= ФРАГМЕНТ ДОКУМЕНТА =
Михаил Нисенбаум: И какое-то время вместе с друзьями он жил на эти деньги. Потом эти деньги, разумеется, закончились. И где-то с осени прошлого года человек оказался на улице, ночевал на автобусных остановках при том, что он по всем своим бытовым привычкам очень чистоплотный, очень опрятный человек, такой вот уральский кнульп, если кто-то помнит этот чудесный рассказ Гессе. А надо же еще понимать, что такое нижнетагильские подъезды и автобусные остановки. Он выжил чудом, потому что у него случился туберкулез, и его взяли на полгода в туберкулезный диспансер.

Анастасия Смирнова: Михаил, извините, а он продолжал писать в подъезде и на автобусной остановке, или он прекратил стихотворные свои опыты?

Михаил Нисенбаум: Он их не писал, он их сочинял и пересказывал. Я знаю только один такой опыт, это Мандельштам. Человек, который создал стихотворение, рассказал его узкому кругу людей, когда-то записывал, когда-то не записывал. Но когда он оказался в больнице, он стал записывать, а иногда присылал что-то мне по телефону.

Виктор Ерофеев: Сейчас что у него?

Михаил Нисенбаум: Сколько могли – его держали, потому что понимали, что это не просто бродяга. Его выписали из больницы, он опять на улице. Поэтому от лица каких-то именитых известных людей, в том числе от писателя Виктора Ерофеева, было составлено письмо на имя тагильских властей с тем, чтобы человеку все-таки дали какой-то угол, хоть место в общежитии какое-то. Потому что еще одной зимы, я боюсь, он не выдержит. И вот удивительный пример, как человек, в социальном отношении опускаясь на самое дно и даже, я бы сказал, в подвал, в отношении творческом и литературном поднимается все выше и выше, все точнее и точнее, все емче выражается.

= ПИСЬМЕННОЕ ЗАДАНИЕ 1 =
Перепишите записи от самого начала до строки с «154 223 L 155» включительно, заменив «tall green stem» на «thin green stem». Все остальное не меняйте.
Фрагмент и записи между собой никак не связаны.

Записи с контурами фигур
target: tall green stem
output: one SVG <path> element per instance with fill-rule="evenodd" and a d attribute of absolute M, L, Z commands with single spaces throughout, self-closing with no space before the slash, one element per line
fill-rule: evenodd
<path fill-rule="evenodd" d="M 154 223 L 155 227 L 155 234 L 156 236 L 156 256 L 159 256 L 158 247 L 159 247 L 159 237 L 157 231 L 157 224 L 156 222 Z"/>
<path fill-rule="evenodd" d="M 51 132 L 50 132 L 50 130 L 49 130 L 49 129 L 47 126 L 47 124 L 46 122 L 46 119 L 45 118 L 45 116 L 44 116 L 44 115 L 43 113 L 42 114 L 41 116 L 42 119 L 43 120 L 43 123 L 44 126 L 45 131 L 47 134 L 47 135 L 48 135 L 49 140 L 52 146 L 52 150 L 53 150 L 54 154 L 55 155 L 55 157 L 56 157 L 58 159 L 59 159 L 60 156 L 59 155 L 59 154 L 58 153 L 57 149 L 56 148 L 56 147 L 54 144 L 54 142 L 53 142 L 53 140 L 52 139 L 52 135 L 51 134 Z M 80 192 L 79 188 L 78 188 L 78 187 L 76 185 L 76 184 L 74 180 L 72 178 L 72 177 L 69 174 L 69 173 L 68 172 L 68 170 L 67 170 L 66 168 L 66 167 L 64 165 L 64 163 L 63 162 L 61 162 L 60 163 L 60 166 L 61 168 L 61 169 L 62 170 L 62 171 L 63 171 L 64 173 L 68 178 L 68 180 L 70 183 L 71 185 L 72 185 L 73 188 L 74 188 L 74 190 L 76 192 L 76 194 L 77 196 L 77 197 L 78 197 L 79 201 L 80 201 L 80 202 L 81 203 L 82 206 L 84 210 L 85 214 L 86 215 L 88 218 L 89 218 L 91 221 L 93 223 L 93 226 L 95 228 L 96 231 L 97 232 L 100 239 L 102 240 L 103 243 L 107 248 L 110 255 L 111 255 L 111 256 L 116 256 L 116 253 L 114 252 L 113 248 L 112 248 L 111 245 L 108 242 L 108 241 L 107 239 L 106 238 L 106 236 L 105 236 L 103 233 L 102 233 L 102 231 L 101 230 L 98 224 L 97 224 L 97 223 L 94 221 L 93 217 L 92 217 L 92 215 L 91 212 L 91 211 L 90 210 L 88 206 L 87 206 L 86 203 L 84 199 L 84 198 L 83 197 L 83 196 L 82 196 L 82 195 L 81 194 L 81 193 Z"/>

= ПИСЬМЕННОЕ ЗАДАНИЕ 2 =
Куда, согласно фрагменту, человека взяли на полгода после того, как у него случился туберкулез?

= РЕШЕНИЕ ЗАДАНИЯ 1 =
target: thin green stem
output: one SVG <path> element per instance with fill-rule="evenodd" and a d attribute of absolute M, L, Z commands with single spaces throughout, self-closing with no space before the slash, one element per line
fill-rule: evenodd
<path fill-rule="evenodd" d="M 154 223 L 155 227 L 155 234 L 156 236 L 156 256 L 159 256 L 158 247 L 159 247 L 159 237 L 157 231 L 157 224 L 156 222 Z"/>

= РЕШЕНИЕ ЗАДАНИЯ 2 =
В туберкулезный диспансер.